### Prompt:
Turn every line of the entries below into a JSON list of strings, one string per line, leaving out any blank lines.

:: Given data

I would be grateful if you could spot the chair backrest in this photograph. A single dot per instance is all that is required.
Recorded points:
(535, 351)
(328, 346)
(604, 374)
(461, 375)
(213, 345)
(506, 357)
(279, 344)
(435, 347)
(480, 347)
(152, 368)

::::

### Completed exercise:
[
  "I would be grateful if you could spot the chair backrest in this photograph. A single dot per instance is all that is required.",
  "Recorded points:",
  "(535, 351)",
  "(328, 346)",
  "(604, 374)",
  "(461, 375)",
  "(213, 345)",
  "(506, 357)",
  "(279, 344)",
  "(435, 347)",
  "(480, 347)",
  "(152, 368)"
]